[Region annotation listing]
------------------------------------------------

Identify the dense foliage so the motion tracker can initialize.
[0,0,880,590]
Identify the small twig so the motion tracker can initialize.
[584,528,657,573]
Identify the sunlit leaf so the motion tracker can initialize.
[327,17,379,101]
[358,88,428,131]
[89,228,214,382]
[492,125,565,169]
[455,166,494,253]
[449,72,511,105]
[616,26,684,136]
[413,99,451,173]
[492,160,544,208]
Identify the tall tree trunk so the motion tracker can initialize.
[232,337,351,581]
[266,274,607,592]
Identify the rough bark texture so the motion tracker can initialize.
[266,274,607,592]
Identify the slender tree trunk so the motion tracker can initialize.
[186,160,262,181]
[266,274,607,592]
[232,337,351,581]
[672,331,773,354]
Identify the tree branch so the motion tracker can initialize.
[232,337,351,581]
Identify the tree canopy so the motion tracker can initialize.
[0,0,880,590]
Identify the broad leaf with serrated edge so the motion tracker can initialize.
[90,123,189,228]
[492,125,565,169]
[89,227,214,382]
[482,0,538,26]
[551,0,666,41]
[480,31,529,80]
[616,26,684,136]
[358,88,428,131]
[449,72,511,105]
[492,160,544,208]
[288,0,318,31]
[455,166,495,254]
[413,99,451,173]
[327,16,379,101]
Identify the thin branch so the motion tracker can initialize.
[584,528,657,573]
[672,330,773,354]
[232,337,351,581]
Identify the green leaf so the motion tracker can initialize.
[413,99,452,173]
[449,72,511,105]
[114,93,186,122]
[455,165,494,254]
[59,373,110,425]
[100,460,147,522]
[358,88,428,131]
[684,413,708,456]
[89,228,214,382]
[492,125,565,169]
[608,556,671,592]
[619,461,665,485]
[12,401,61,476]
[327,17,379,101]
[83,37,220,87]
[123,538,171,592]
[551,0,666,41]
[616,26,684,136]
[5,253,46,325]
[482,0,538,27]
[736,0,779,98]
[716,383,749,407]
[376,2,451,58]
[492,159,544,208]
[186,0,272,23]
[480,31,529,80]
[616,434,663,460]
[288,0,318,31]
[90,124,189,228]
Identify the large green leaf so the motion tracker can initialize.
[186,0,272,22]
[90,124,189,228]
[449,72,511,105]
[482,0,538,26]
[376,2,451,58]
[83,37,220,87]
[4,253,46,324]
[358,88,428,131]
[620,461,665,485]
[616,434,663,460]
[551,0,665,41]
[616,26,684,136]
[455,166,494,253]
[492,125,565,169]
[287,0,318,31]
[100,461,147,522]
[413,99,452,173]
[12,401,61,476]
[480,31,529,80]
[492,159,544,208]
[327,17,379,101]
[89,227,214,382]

------------------------------------------------

-- PROBLEM --
Can you set down every line of the listing above again, word for word and in the same order?

-- THE RESULT --
Identify the dense foliage so the motion tracker can initialize.
[0,0,880,590]
Identify the small twig so the motion tracker can initialize.
[584,528,657,573]
Identify the sunlit leaf so the motion tracker can initialize.
[327,17,379,101]
[358,88,428,131]
[89,228,214,382]
[492,125,565,169]
[455,166,494,253]
[449,72,511,105]
[616,26,684,136]
[413,99,451,173]
[492,160,544,208]
Identify the tall tree trunk so the motion tracker can initialize.
[232,337,351,581]
[266,274,607,592]
Identify the rough bark texture so the motion tracker can initialize.
[266,274,607,592]
Identify the slender tree trunk so the motion tracker can initialize.
[186,160,262,181]
[266,274,607,592]
[232,337,351,581]
[672,331,773,354]
Identify the tree branch so the motion tracker can initialize.
[232,337,351,581]
Identify the tree canopy so the motion tracker can initialize.
[0,0,880,590]
Identify the broad leaf with serrated edge so the motion tracker can initialize.
[90,123,189,228]
[492,125,565,169]
[89,227,214,382]
[482,0,538,26]
[551,0,666,41]
[480,31,529,80]
[616,26,684,136]
[358,88,428,131]
[449,72,511,105]
[492,160,544,208]
[288,0,318,31]
[455,166,495,254]
[413,99,451,173]
[327,16,379,101]
Identify the thin branch so the motion tracker can initialize.
[584,528,657,573]
[672,330,773,354]
[232,337,351,581]
Identify the green leaf so the motion tracker can initialize.
[413,99,452,173]
[449,72,511,105]
[114,93,186,122]
[455,165,494,254]
[59,373,110,425]
[100,460,147,522]
[358,88,428,131]
[684,413,708,456]
[89,228,214,382]
[492,125,565,169]
[608,556,671,592]
[619,461,665,485]
[12,401,61,476]
[327,17,379,101]
[83,37,220,87]
[123,538,171,592]
[551,0,666,41]
[616,26,684,136]
[5,253,46,325]
[482,0,538,27]
[736,0,779,98]
[716,383,749,407]
[376,2,451,58]
[492,159,544,208]
[186,0,272,23]
[480,31,529,80]
[616,434,663,460]
[288,0,318,31]
[90,124,189,228]
Identify the large green leaf so the motion tracker can initialize.
[186,0,272,22]
[90,124,189,228]
[449,72,511,105]
[482,0,538,26]
[376,2,451,58]
[83,37,220,87]
[4,253,46,324]
[358,88,428,131]
[620,461,665,485]
[616,434,663,460]
[551,0,665,41]
[616,26,684,136]
[455,166,494,253]
[492,125,565,169]
[287,0,318,31]
[100,461,147,522]
[413,99,452,173]
[12,401,61,476]
[480,31,529,80]
[492,159,544,208]
[327,17,379,101]
[89,227,214,382]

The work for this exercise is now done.